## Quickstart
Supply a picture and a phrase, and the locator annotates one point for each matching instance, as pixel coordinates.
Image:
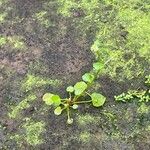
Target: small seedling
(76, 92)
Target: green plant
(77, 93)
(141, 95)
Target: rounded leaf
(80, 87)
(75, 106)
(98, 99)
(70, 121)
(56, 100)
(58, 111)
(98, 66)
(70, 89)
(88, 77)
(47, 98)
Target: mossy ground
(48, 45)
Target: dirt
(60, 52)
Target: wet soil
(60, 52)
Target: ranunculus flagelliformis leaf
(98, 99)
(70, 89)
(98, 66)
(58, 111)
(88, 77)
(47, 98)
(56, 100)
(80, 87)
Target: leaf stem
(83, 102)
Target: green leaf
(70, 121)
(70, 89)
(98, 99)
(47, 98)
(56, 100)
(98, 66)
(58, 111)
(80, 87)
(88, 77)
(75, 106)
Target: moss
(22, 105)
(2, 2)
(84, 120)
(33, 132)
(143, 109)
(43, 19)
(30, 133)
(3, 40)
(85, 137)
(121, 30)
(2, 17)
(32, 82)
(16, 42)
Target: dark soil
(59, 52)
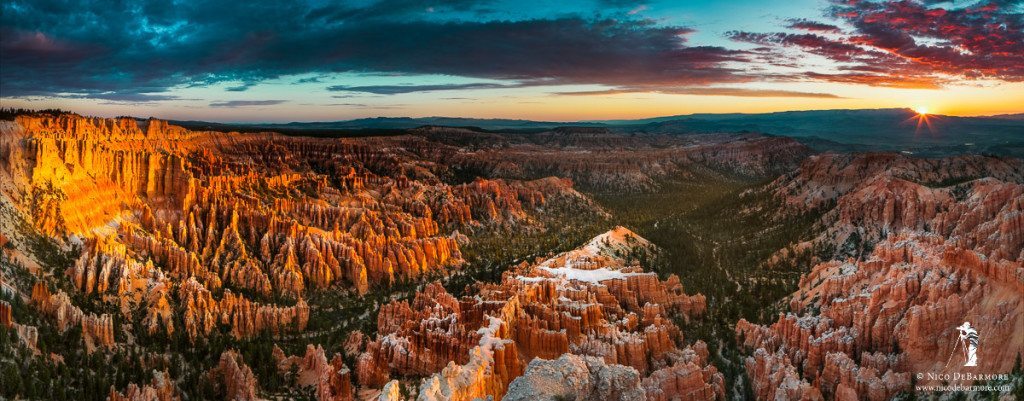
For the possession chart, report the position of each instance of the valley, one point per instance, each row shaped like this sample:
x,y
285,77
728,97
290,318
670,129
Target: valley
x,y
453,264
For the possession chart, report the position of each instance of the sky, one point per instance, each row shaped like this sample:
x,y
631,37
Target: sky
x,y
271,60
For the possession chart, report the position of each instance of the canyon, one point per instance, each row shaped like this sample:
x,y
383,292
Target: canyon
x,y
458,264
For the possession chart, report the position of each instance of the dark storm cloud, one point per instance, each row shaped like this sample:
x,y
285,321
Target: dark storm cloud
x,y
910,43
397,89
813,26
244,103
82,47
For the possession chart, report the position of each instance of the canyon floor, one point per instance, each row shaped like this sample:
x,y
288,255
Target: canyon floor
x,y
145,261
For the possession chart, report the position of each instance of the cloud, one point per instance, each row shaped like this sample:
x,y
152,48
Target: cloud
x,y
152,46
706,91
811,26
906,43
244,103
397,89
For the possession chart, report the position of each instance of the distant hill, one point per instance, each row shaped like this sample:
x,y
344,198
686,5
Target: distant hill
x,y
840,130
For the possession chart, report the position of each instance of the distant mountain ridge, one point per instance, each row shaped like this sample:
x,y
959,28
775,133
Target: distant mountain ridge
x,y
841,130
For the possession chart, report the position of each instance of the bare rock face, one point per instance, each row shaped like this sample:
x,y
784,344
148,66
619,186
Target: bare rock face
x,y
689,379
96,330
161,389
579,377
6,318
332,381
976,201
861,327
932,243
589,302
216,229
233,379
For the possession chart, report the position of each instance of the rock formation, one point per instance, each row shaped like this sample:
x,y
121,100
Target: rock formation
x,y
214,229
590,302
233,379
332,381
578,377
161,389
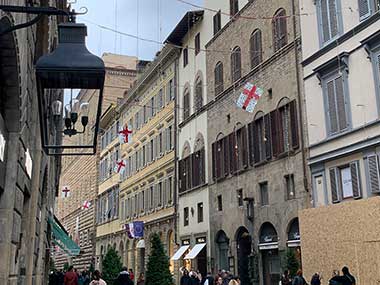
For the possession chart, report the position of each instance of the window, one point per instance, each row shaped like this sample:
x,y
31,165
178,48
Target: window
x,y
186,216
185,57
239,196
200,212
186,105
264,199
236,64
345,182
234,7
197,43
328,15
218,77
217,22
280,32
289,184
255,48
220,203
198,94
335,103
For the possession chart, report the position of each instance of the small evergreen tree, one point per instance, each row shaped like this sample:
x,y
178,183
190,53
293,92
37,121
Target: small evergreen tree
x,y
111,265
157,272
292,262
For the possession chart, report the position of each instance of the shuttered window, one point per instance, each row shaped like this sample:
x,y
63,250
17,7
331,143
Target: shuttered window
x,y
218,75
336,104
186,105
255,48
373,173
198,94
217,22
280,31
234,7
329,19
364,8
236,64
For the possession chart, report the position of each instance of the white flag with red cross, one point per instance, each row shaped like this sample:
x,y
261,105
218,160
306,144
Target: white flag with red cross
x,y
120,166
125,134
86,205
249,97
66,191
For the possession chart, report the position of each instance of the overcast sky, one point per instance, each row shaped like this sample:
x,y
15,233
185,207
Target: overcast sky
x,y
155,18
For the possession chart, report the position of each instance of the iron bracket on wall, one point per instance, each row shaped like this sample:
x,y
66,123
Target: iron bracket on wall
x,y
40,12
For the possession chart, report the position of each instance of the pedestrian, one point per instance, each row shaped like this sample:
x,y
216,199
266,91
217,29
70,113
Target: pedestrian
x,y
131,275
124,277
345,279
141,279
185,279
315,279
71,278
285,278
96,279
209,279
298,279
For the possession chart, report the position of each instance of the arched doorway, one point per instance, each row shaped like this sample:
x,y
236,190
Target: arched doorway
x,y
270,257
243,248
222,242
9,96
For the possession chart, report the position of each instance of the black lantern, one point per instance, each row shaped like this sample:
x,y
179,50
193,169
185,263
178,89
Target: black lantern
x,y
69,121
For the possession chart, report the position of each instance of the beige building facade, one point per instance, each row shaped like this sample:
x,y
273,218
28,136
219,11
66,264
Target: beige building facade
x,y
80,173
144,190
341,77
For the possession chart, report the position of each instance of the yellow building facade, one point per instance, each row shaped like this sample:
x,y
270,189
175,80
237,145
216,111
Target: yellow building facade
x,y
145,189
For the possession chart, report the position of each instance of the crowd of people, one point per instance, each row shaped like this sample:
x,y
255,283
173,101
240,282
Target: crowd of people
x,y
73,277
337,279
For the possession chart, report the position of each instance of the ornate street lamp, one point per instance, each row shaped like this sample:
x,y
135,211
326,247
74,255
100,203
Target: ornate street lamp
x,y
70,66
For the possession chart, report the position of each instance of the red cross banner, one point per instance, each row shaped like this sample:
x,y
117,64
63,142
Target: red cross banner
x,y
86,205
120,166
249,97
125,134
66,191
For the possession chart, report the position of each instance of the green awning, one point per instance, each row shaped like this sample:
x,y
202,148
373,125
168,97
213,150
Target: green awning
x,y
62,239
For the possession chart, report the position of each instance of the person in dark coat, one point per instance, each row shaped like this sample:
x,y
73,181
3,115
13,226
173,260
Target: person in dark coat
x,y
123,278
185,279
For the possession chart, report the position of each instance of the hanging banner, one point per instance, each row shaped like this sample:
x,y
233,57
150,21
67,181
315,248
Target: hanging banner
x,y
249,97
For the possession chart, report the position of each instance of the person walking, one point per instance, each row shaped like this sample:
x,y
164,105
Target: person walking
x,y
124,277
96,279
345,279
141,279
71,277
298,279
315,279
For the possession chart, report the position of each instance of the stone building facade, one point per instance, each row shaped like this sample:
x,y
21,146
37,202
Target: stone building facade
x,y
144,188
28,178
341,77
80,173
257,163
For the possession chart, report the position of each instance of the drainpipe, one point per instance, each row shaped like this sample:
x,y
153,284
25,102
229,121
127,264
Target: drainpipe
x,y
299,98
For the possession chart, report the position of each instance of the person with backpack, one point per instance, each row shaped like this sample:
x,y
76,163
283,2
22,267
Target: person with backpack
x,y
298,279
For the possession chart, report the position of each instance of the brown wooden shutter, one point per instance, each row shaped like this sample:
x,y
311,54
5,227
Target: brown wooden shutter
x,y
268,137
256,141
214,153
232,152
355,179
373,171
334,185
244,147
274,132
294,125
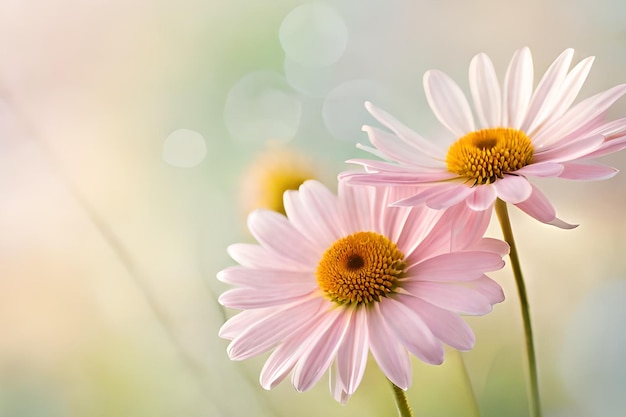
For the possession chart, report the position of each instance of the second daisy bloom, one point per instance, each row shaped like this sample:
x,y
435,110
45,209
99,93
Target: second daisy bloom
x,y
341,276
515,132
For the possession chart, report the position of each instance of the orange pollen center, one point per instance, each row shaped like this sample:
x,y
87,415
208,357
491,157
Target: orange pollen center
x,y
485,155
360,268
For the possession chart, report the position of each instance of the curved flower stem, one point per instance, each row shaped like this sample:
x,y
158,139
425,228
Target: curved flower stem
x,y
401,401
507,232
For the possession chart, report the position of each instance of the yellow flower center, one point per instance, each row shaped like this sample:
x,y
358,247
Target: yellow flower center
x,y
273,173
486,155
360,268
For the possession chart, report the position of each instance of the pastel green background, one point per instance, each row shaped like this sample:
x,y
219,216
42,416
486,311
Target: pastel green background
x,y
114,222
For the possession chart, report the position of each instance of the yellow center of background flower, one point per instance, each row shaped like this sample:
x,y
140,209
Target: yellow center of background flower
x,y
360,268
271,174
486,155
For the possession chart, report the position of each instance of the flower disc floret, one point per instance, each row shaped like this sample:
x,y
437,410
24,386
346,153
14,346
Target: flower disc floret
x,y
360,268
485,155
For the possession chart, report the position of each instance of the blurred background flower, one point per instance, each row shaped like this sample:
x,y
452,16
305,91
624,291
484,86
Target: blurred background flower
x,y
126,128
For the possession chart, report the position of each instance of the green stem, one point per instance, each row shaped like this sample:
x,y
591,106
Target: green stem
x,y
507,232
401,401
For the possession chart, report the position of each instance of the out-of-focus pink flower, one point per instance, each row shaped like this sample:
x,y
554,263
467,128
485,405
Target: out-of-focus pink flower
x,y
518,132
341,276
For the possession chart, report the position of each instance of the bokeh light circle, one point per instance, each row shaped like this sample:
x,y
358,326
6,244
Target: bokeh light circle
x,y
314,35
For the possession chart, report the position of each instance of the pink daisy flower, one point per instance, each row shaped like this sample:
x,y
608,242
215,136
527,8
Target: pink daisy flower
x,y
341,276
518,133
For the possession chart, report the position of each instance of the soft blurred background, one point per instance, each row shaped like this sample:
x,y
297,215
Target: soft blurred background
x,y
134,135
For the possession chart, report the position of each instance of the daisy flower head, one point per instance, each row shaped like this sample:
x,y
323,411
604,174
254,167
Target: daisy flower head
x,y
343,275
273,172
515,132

= = = = = = =

# TASK OBJECTIVE
Can you express the lines of the items as a JSON list of strings, starting with the line containing "of the blurred" and going on through the last line of the items, both included, with one string per line and blank lines left out?

# TASK OUTPUT
[
  "For the possession chart, report the position of each instance of the blurred background flower, one point per instance, each row shaped like this sample:",
  "x,y",
  "452,16",
  "305,91",
  "624,291",
  "484,86",
  "Target: blurred background flower",
  "x,y",
  "126,128",
  "For the possession chart, report the position of each instance of the green stem, one point per instance, each row shaped like this sample:",
  "x,y",
  "591,106",
  "Target: green stem",
  "x,y",
  "507,232",
  "401,401",
  "For the possession chart, report the position of each instance of the out-of-focus pink flower, one point per instance, each row shaped like this sample:",
  "x,y",
  "554,263",
  "467,128",
  "485,405",
  "Target: out-of-focus pink flower",
  "x,y",
  "518,132",
  "341,276",
  "For the possession chart, report the position of each instance of the bokeh light circle, one point per instance, each row shaped like this sample:",
  "x,y",
  "358,326",
  "6,244",
  "Target: bokeh light circle",
  "x,y",
  "314,35",
  "For the possession chart, report the position of each instance of the pink daisy flower, one point per instance, each row shaped like this sample:",
  "x,y",
  "608,242",
  "215,136",
  "527,8",
  "Target: pink daisy flower",
  "x,y",
  "341,276",
  "518,133",
  "For the possession chart, report the position of each instance of the soft blurred background, one point per instance, each row shaped like this sample:",
  "x,y",
  "297,215",
  "Target: soft blurred background",
  "x,y",
  "134,135",
  "For the possession chart, report the position of each instance of the daisy flower head, one point per instance, each row shaped like this sample:",
  "x,y",
  "323,411",
  "604,174",
  "254,167",
  "Target: daisy flower head",
  "x,y",
  "343,275",
  "273,172",
  "515,132"
]